### Task list
a - According to the text on the Olympic stadium, how many piles did the stadium foundations have?
b - Print the stretch of the Olympic stadium text from "Unlike the old" through "metre running track.".
c - Carry on the text about the Olympic stadium from the point where it stops.

The existing stadium to the south of the city was not suitable for holding the Games. The organisers thus proposed a radical plan to get one that was. In 1925, architect Jan Wils attended the Olympic Congress in Prague with an initial plan to alter the existing stadium. The plan met expectations, was accepted, and received the support of the Nederlandsch Sportpark, the company that would be taking over the stadium after the Games, and Amsterdam City Council.
However, the initial plan changed when the city offered the organisers 19 hectares of other land close to the old stadium. So Wils revised his plans; the old stadium was demolished, and a new, more suitable sports complex built next to it. In addition to the stadium itself, temporary accommodation and venues for the swimming, tennis, fencing, wrestling and weightlifting events with a capacity of 20,000 were built close by. Wils included catering facilities in the stadium and the surrounding buildings, but the organisers were not convinced of the need for them. The plan was finally accepted, given the probability that the Games participants would eat several meals inside the stadium. In addition to the buffet facilities, a 500-seat restaurant was set up in a tent for the Games.
Unlike the old stadium, which was oriented from west to east, the new one was oriented north to south to maximise the amount of sunlight on the competition area in the afternoon and protect the spectators from the wind. The shape of the stadium was dictated by that of the 500-metre cycle track: once that was established, the rest of the building was built around it. The track was separated from the stands by a double balustrade, which protected spectators and riders alike. In addition to the cycle track, the arena included a football pitch and a 400- metre running track.
The stadium foundations consisted of 4,425 piles between 14 and 18 metres long. The columns, beams and flooring of the building and the internal walls built between the columns were made of reinforced concrete. The outer façade was a red-brick wall all around the building, through which the internal framework can be seen. The visible concrete parts were sandblasted.

### Rows
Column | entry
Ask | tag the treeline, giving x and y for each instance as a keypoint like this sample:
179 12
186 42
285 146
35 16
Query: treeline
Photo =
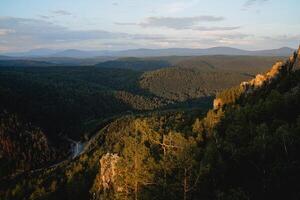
23 147
181 84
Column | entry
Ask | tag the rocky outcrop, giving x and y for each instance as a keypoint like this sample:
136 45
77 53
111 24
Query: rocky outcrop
217 103
278 69
105 179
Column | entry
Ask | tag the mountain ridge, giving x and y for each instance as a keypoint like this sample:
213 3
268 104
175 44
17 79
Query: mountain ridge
75 53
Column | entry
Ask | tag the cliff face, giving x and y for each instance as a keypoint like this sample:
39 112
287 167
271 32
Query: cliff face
278 69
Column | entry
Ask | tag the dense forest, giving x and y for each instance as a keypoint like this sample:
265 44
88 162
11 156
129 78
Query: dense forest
245 147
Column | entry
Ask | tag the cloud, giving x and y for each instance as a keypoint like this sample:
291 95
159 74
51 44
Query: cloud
6 31
61 13
250 3
181 23
178 22
215 28
125 23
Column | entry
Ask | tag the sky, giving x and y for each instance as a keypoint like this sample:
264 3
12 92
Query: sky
131 24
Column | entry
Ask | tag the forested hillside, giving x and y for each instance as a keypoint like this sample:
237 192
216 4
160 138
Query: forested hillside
246 147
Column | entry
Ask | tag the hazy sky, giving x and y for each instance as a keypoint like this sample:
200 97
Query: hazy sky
127 24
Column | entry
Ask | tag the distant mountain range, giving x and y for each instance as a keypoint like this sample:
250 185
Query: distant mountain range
74 53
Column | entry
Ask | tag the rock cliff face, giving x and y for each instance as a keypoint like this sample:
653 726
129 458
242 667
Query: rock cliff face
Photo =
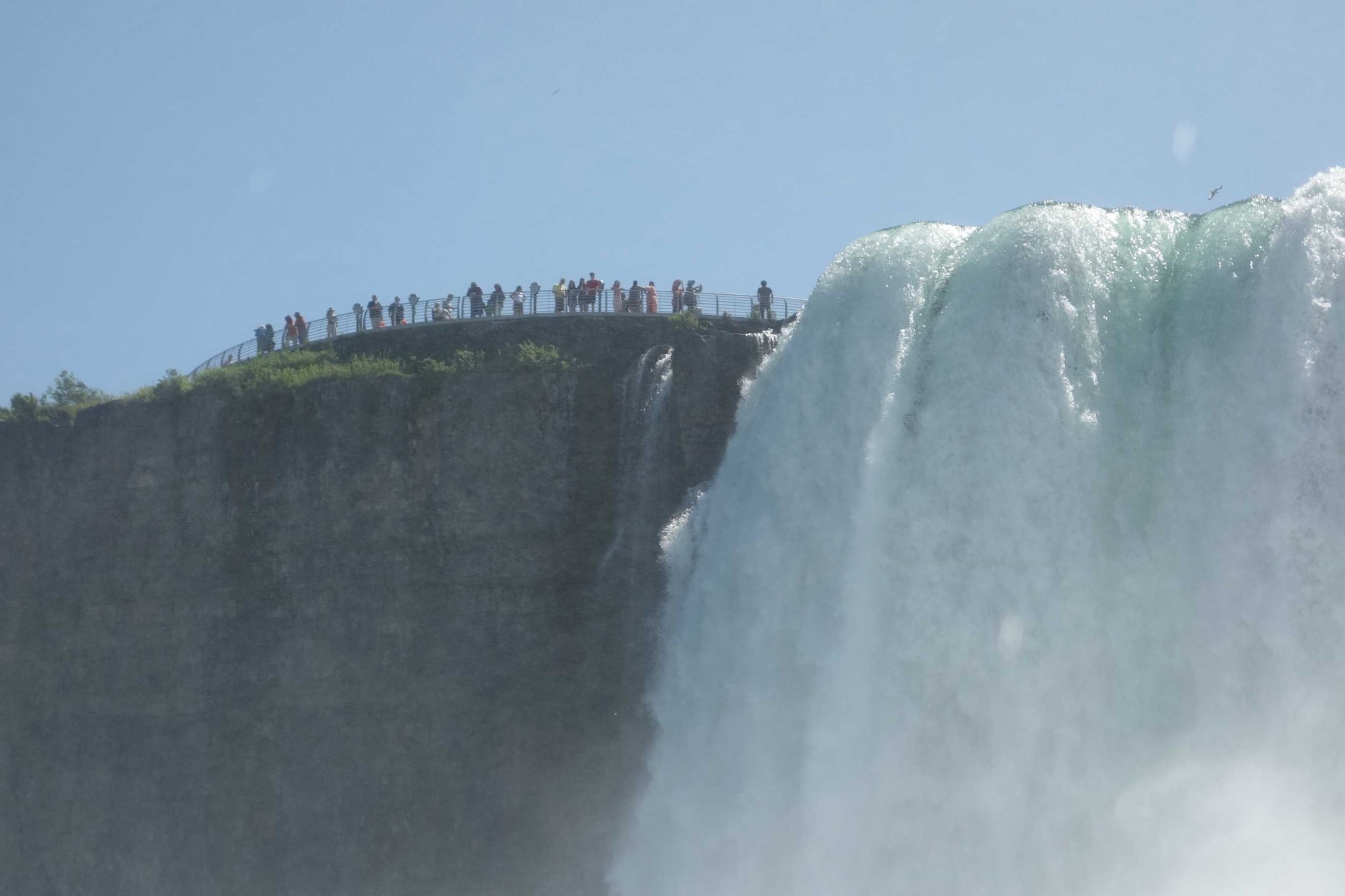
366 637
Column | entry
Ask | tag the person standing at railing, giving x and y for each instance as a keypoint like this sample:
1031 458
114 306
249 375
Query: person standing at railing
764 296
592 289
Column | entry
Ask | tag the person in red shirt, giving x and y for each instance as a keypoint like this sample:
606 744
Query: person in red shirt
592 289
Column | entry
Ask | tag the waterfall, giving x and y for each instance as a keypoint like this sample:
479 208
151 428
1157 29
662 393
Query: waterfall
643 446
1024 574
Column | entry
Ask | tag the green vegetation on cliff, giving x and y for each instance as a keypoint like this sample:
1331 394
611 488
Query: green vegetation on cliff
287 371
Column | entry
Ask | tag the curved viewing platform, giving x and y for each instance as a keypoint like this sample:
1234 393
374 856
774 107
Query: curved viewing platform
709 305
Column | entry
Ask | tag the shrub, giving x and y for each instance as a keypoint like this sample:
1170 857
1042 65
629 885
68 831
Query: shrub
24 408
689 320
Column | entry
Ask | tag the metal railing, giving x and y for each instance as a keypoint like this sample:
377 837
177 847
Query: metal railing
422 314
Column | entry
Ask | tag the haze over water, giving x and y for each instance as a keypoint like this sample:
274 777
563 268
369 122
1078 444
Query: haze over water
1023 575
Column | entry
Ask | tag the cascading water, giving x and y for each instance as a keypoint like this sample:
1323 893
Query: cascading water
1024 574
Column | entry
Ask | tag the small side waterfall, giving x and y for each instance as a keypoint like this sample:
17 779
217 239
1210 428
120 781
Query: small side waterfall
645 448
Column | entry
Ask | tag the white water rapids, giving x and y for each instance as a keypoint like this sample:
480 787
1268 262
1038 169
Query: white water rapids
1024 574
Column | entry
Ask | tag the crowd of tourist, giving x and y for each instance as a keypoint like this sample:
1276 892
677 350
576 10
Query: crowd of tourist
581 296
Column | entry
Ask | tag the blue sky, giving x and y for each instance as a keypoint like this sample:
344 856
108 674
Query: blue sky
178 172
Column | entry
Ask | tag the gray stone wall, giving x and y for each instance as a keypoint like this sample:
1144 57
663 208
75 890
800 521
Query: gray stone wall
350 640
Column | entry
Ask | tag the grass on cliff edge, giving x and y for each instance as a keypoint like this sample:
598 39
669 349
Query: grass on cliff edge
287 371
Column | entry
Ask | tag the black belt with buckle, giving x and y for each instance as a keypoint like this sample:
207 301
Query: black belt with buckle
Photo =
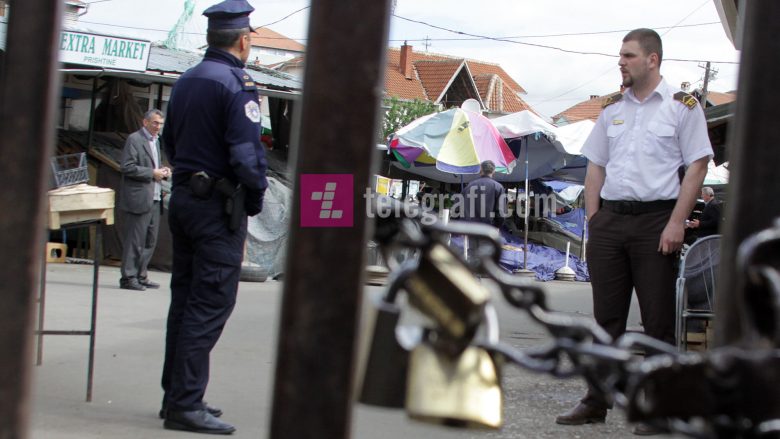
637 207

### Expected results
a - 4,425 piles.

b -
Unlike the old stadium, which was oriented from west to east, the new one was oriented north to south to maximise the amount of sunlight on the competition area in the afternoon and protect the spectators from the wind. The shape of the stadium was dictated by that of the 500-metre cycle track: once that was established, the rest of the building was built around it. The track was separated from the stands by a double balustrade, which protected spectators and riders alike. In addition to the cycle track, the arena included a football pitch and a 400- metre running track.

c -
The two lateral stands were protected by a steel roof, for which the fixing system was designed to impede the spectators’ view as little as possible. The royal box was in the centre of the western stand. A terrace of honour was built in front of the royal box to provide an area where the winning athletes could be presented with their medals. The two roofless circular stands offered seating at each end and standing places in the centre. Fourteen sets of stairs of two different widths allowed the public to access the stands and leave the stadium in between 10 and 12 minutes. (In seven minutes according to Olympisch Stadion Amsterdam (1928).)
Given the marshy nature of the land provided by the city, 750,000 cubic metres cubes of sand were used to raise and stabilise the ground.
The stadium was also surrounded by canals, the north and south Amstel, which were 30 metres wide. As a result, it was necessary to build quays and supporting walls, provide moorings and include navigable waterways in the stadium plans.
The 46-metre high Marathon Tower was built on the esplanade outside, 20 metres from the stadium, to break up the horizontal lines of the building. A symbolic fire burned at the top of the tower during the Games. Beside the tower was the Marathon gate, a formal and decorative entrance to the stadium opposite the royal box. Edged with flowers and coloured decorations, this reinforced concrete gateway, covered with alternating bricks and glass, was topped by four balconies. Access to the competition area was solely through this gateway and two tunnels.
In the simple repose of the building, which seems spontaneously to rise up from the groundplan […], the character of the Olympic Games is revived: supple, muscular, airy and festive, and at the same time dignified and stately.P.W. Scharroo Vice-President of the Amsterdam 1928 Organising Committee and former IOC member.
AFTER THE GAMES
In 1937, a 60,000-seat stadium was built in Rotterdam. To ensure that the national team’s football matches were still played in Amsterdam, the capacity of the Amsterdam stadium therefore had to be increased. Wils added a concrete stand above the brick wall, which altered the general aesthetics of the building.
The 1990s were particularly difficult for the building: the concrete additions were ageing badly, and the stadium no longer met the standards in force. It narrowly avoided demolition thanks to the investment of Dutch businessman Piet Kranenberg. The stadium was instead completely renovated: the additional stand was removed, and the structure was renovated at a cost of around 25 million florins.
When it reopened in 2000, it hosted events such as concerts, national and international football matches, athletics competitions and even speed skating competitions. In addition, private bodies such as television companies, sports clubs and sports equipment shops rent premises throughout the year. Today, the stadium can hold 22,500 spectators. The building and surrounding area are designed for leisure and culture, with access to parkland, restaurants and museums.
DID YOU KNOW?
- Jan Wils, the stadium architect, won first prize in the architectural design competition at the Games in Amsterdam. The winning project was none other than the Olympic stadium itself.
- Building a car park close to the stadium was a key point for the organisers. As the Netherlands is a country of cyclists, the organisers selected a plot behind the old stadium to create parking for 2,000 bicycles as well as 3,500 cars.
- IXe Olympiade: Rapport officiel des Jeux de la IXe Olympiade, Amsterdam 1928,
Netherlands Olympic Committee, 1931, pp. 37, 97, 108, 112-115, 151, 173-183, 187, 188,195, 197, 201, 206, 209, 211, 889.
- “Olympic Stadium Amsterdam”, iamsterdam.com website.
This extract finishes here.